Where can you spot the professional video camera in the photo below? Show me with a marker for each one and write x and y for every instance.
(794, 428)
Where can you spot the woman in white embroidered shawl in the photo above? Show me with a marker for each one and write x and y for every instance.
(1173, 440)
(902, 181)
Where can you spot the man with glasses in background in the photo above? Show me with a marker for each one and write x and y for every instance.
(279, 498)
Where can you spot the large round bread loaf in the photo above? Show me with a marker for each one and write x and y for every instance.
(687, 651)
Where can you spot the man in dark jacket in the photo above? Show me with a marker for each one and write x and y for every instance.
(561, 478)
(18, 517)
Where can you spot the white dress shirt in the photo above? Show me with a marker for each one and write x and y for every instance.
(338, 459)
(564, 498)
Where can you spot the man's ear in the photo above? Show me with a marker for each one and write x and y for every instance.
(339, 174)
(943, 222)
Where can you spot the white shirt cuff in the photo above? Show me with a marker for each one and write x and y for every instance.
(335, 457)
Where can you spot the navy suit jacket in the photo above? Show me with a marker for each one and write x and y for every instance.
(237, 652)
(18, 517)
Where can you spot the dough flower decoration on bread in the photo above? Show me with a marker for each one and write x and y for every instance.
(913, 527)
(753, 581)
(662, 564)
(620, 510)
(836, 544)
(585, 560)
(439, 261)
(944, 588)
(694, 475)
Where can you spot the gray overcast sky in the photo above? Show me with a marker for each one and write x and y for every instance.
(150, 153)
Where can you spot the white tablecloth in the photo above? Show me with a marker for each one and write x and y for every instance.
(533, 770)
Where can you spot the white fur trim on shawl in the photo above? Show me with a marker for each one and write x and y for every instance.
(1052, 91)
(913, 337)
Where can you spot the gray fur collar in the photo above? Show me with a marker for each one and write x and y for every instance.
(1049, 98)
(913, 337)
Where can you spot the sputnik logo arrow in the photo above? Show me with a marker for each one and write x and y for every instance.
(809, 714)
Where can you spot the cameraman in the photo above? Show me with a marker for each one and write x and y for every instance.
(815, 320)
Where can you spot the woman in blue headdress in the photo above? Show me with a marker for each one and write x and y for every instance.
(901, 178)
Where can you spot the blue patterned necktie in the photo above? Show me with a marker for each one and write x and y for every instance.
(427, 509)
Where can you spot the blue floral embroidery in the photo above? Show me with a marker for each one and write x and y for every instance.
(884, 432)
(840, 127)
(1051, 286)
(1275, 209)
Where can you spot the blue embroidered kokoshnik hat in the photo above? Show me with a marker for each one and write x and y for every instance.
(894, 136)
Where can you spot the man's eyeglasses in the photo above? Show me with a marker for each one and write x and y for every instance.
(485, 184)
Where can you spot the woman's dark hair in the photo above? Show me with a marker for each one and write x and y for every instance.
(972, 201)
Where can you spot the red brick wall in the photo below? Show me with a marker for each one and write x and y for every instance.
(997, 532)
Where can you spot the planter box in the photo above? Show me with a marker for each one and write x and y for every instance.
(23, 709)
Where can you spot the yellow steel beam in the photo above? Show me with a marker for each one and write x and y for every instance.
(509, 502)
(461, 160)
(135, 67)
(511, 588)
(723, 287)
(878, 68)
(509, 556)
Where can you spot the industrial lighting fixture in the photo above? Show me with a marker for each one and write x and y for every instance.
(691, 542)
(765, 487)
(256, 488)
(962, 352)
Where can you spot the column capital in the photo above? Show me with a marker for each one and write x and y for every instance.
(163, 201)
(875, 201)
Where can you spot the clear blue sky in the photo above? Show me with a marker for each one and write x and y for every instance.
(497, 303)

==================================================

§ Challenge
Return each line of the data exactly as written above.

§ Result
Where can you spot the professional video camera in the photo below? Show me with a marker for each one and write x and y for every instance.
(794, 428)
Where can you spot the woman in white embroidered shawl in the photo above? Show me with a marker for each one and write x and y for every instance.
(1173, 440)
(902, 181)
Where can you spot the man with glasses in background in the photo above? Show me with a marker for each one and write x and y for every instance.
(279, 498)
Where can you spot the large round bread loaf in the photo above? Show me with a marker for each one and write x and y for every instance.
(687, 651)
Where can you spot the man in dark jacket in the photo above? Show me with a marker for each one and write x and y for every instance.
(561, 478)
(18, 517)
Where can you spot the white dress shirt in the photo above? Show me with a marker for each one and write x and y for every instance.
(338, 459)
(564, 498)
Where can you spot the man's ear in the photo above? Show me with a marker for each one and write x and y for every instance.
(339, 174)
(943, 222)
Where can you spot the white shirt cuff in the photo above? Show me with a marker for each one and write x and y for every instance.
(335, 457)
Where can you spot the navy suit jacket in the photo above? Show me with a marker for each one and write x and y for every instance.
(237, 652)
(18, 517)
Where can you spot the dough flower decoration on bread in the photo above? Show me with a marker for each one and write x and y for every instance.
(913, 527)
(753, 581)
(662, 564)
(620, 510)
(836, 544)
(585, 560)
(439, 261)
(944, 588)
(694, 475)
Where can you spot the gray overcast sky in the photo above? Show me with a marker for each one and write x and y for every instance.
(150, 153)
Where can you spot the white tablecloth in the photo above? Show me with a marker for each one and write x and y for every instance.
(533, 770)
Where can you spot the white fur trim on shawl in the photo above? Show me with a marker for each one and write x and y for every instance.
(1052, 91)
(913, 337)
Where can you spot the gray fur collar in the photo above? Show me with a marker for each one and write x and y for every instance.
(1049, 98)
(913, 337)
Where can you spot the sputnik logo arrow in the photo above? Show me with a marker for each one and write x and y for every instance.
(809, 714)
Where can you spot the cameraman in the photo above? Show me with a marker for each one and write x and y for every instance.
(815, 320)
Where can you spot the woman in blue headdress in the photo above? Show me with a marker for each one and write x and y for every instance.
(901, 178)
Where can you spot the blue patterned necktie in the photo above? Show me with a marker for each one and write x and y for every instance.
(427, 509)
Where can you spot the blue floral embroidery in the photo above? Show me with a marker for each one and write x and y for every instance.
(884, 432)
(840, 127)
(1051, 286)
(1275, 209)
Where can you spot the blue embroidered kokoshnik hat in the photo above? Show me with a marker for each one and write x and y for every instance.
(894, 136)
Where can you spot the man's eyeglasses in the photo above? Show me with a marker for each one and write x and y for every instance.
(485, 184)
Where can you spot the woman's dark hair in the photo above? Show me with a marker for each one and write x and y for every instance.
(972, 201)
Where can you spot the red brick wall in the photo below? Show me with a marker for each one and write x and y for every instance.
(997, 532)
Where can you spot the planter box in the photo above? Show me with a marker for each one and write x and y for every instance.
(23, 709)
Where can you spot the yellow steel beam in the photo above? Show me with a marker for each one and write x and y for every instance.
(509, 502)
(461, 160)
(135, 67)
(511, 588)
(723, 287)
(878, 68)
(509, 556)
Where can you spot the industrial lighting fixture in the photo above? Show me with a marker for each one and write x and y for every instance.
(691, 542)
(765, 487)
(256, 488)
(962, 352)
Where can you spot the column capital in the photo above? Show me with a marker for each one and write x and y for every instance.
(163, 201)
(875, 201)
Where can you spot the clear blue sky in the photo above? Show me with a marker for each one and write x and y for every instance.
(497, 303)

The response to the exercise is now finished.